In the essay about the graduation dream, rewrite the part from "But every time" to "myself to safety." with "sweater" changed to "jacket".

-- Passage shown --
>>>>

But then I graduated. I walked with a broken foot down this long path, seeing different groups of all my classmates headed in the same direction, and I found my diploma, which turned out to be not the real thing but a menu to a restaurant. No worries, I thought. They’ll mail me the real one.

I immediately wanted to go find my wife, who was also graduating.

But I couldn’t find her I ran into a person who has been a huge obstacle for inner peace for me for a long time. In my waking life, I no longer want her to be a part of it. Sounds easy enough. It’s not.

In the dream, she put her arm around me and tried to tell me how proud she was of me, but all I wanted to do was get her off of me and Go. Find. My. Wife. This person was with a relative of mine, a cousin, and in the dream, this cousin had an incredibly pretentious and weird boyfriend I was meeting for the first time. I didn’t want to be a part of that situation. I wanted to Go. Find. My. Wife.

So I threw her arm off of me and walked forcefully away.

And then I found her. My wife. She was looking for me too. We hugged. I cried. She cried.

I woke up feeling … detached. As if I wasn’t me. I was sad. Exceedingly so. To the point where I feel like I sleepwalked through the first hour of my day. Waking Me was bruised by the hurtful goodbye. Waking Me felt that shit. Not just the goodbye but everything that goes along with hellos and goodbyes and all the stuff in between in any relationship. It’s something that consistently gnaws at me — how even the best relationships that last the longest end in tears when one person leaves. I have a good understanding that it’s the years in between that bring the laughter and the joy, but if it always ends in sadness and with a missing piece in the heart of the person left behind, well, what the heck is up with that?

As the day went on, things didn’t necessarily get better. I had a sleep doctor appointment and a chiropractor appointment and a brain doctor appointment, with a huge presentation and another meeting sandwiched in there, all followed by a bunch more work and then some familial duties to make dinner and clean stuff up. Which is only to say that I was busy.

But every time I slowed down, there’s was that dream. There was my modern-day King Kong thudding his way up the street to my house and I needed to find a goddamn sweater before I could get myself to safety.

As night falls, I have a deep appreciation for the journey in that dream. I absolutely adore the fact that I ended up in the arms of the person who matters most, the person who makes the entire shitty journey worthwhile. I have gained a much deeper appreciation over the past two weeks for the role my wife has played in my life from the day we first met as college freshman in 1992. In essence, she provided the safety and stability for my brain to finish its higher-functioning development, which allowed me to become the person I’m becoming today. Without her, there is no me that I actually like.

The fact that I journeyed from a place that felt right but wasn’t, through a person who who has never felt right and isn’t, to end up with the one person in my life who constantly, consistently, reliably makes sense and that to get there I actually graduated from one stage of life to another? Yeah, I get it. But Jesus Christ it wasn’t fun.

The sleep doctor said that when those who have had insomnia for a significant period of time finally start sleeping, their brains can seem to make up for lost time with a period of frequent and intense dreams. I’ve felt that since my sleep apnea finally came under control toward the end of October. I’ve had nights where it seems like I dreamt non-stop. And I’ve had nights where it seems like I was dreaming something really big and transformative.

I would never want to go back to insomnia. As I said, insomnia sucks. Period. Full stop.

But so do these dreams. I understand they have a purpose and that they’re in some way cleansing me and that, likely, my brain is healing from the trauma of a whole bunch of stuff, not the least of which is the insomnia itself and the effects of the Longhaul Covid.

The reality is, though, last night? Last night my brain hurt my heart.

<<<<

-- Exercise data --
>>>>

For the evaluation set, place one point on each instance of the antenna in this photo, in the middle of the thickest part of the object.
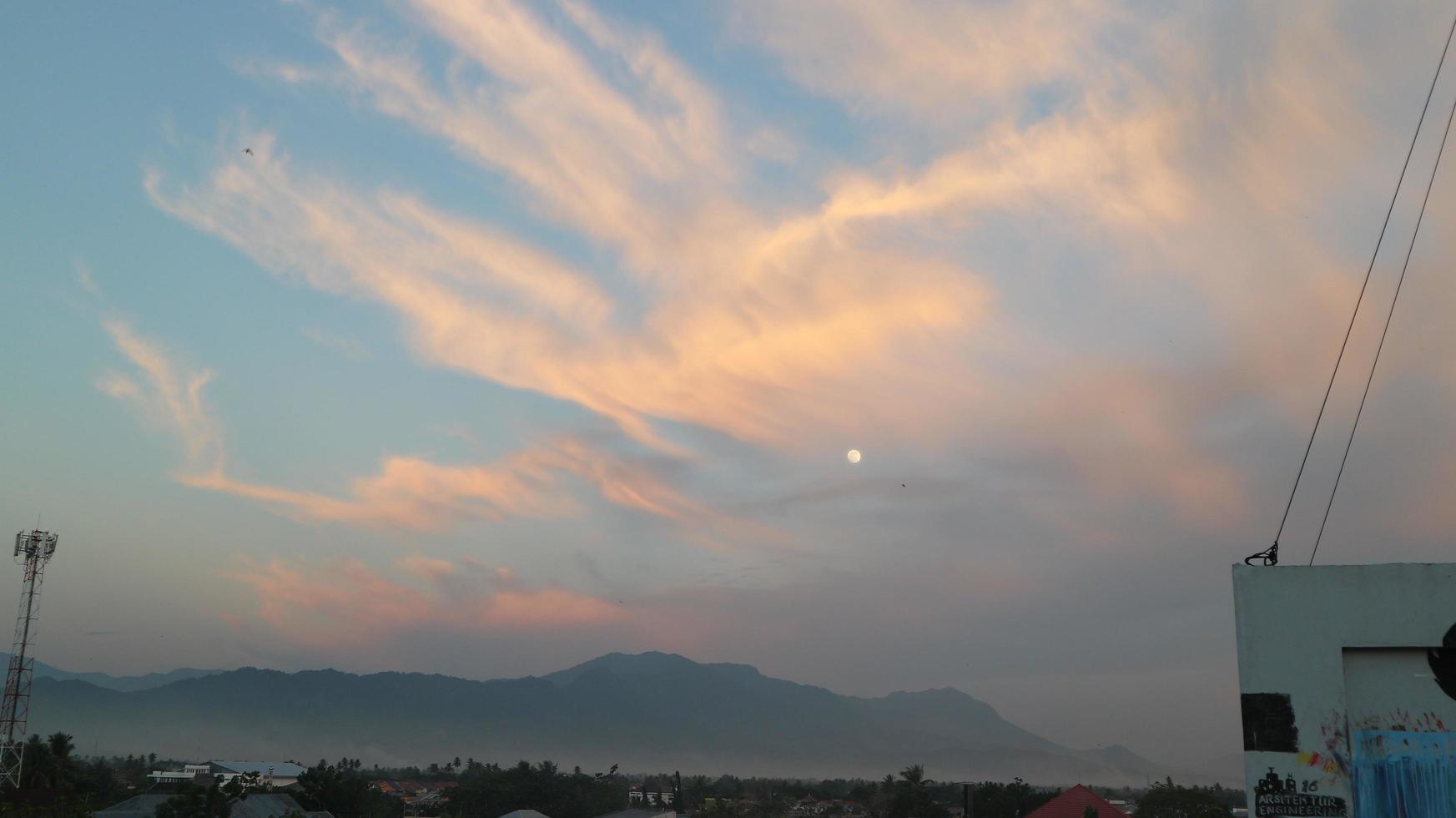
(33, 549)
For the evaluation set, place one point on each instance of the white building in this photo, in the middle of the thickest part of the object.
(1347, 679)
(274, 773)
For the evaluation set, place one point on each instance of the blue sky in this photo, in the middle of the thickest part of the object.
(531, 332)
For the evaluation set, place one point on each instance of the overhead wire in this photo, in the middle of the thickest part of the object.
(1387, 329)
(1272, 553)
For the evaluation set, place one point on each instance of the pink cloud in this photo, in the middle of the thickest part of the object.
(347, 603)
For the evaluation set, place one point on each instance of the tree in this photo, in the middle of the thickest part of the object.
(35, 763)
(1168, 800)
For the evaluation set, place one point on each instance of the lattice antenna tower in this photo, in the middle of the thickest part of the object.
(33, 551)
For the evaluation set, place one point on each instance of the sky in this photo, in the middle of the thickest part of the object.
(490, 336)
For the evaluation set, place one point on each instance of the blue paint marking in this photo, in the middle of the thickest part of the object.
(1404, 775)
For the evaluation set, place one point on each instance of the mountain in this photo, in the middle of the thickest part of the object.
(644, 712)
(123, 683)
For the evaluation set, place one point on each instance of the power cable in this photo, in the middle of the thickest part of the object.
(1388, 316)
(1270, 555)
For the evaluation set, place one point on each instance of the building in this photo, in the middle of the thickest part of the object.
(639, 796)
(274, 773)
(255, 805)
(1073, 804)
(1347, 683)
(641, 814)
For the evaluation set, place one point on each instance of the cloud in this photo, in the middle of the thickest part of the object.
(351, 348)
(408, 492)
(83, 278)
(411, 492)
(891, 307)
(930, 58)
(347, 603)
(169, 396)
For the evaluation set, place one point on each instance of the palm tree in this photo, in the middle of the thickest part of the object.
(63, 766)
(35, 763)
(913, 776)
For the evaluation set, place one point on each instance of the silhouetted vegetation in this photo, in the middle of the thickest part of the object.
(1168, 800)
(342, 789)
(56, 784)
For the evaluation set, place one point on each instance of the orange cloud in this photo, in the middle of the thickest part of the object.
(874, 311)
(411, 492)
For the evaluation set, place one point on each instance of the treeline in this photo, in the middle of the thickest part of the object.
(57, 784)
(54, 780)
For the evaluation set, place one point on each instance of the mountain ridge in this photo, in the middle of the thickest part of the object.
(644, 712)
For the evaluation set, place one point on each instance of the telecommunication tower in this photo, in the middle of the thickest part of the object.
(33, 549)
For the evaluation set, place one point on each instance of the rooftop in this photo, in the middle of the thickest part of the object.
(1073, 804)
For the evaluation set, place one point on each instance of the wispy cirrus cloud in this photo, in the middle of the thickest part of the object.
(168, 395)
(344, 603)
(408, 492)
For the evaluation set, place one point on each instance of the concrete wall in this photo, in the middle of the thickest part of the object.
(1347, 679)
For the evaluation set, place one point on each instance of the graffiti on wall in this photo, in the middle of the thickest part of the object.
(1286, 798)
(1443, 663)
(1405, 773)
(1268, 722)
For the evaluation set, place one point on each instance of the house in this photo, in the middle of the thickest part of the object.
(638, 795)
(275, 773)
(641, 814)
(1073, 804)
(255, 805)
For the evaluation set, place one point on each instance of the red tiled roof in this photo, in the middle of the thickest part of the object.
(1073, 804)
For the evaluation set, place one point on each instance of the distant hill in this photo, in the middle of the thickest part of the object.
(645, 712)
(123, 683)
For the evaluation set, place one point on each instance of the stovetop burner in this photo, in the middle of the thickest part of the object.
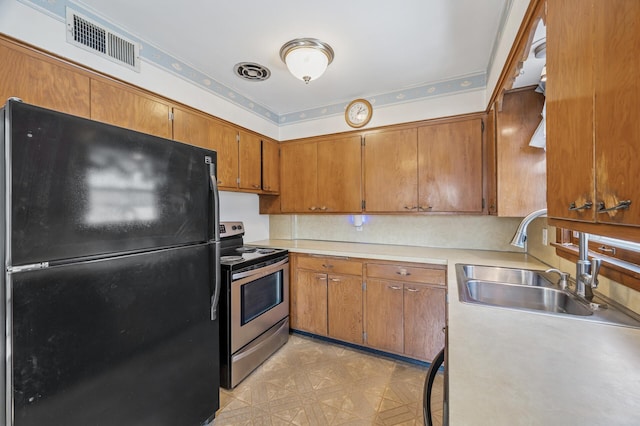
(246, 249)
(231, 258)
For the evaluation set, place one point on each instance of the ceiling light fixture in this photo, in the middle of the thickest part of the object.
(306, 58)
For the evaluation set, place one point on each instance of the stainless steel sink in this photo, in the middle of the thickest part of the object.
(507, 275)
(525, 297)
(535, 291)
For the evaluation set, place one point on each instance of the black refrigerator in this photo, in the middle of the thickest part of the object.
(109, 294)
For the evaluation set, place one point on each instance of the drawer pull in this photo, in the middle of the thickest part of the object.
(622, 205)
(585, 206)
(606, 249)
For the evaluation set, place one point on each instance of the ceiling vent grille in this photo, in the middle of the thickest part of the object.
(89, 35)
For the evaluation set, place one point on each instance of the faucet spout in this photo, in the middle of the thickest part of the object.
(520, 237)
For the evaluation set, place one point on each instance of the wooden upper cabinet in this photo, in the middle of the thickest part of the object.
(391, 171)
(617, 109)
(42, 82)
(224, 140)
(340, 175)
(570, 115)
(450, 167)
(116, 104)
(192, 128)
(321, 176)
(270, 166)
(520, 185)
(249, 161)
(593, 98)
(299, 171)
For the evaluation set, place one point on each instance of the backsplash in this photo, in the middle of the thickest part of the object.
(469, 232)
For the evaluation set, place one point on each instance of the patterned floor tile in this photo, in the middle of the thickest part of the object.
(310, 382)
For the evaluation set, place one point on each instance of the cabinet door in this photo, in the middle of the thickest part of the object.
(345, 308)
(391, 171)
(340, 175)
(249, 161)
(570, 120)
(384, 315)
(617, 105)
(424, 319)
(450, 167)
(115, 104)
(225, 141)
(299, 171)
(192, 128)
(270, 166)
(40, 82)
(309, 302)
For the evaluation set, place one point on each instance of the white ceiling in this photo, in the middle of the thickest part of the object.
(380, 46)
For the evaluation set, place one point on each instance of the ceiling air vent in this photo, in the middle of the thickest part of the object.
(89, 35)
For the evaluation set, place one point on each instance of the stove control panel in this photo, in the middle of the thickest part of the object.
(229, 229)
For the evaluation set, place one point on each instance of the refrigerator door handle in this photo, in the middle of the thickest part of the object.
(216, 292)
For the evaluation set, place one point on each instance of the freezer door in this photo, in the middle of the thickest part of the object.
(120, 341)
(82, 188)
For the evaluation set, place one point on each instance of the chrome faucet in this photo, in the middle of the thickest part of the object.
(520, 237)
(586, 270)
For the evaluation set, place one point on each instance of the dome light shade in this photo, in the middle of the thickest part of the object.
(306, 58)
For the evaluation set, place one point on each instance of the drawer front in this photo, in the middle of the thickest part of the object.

<<<<

-- Result for this task --
But every time I slowed down, there’s was that dream. There was my modern-day King Kong thudding his way up the street to my house and I needed to find a goddamn jacket before I could get myself to safety.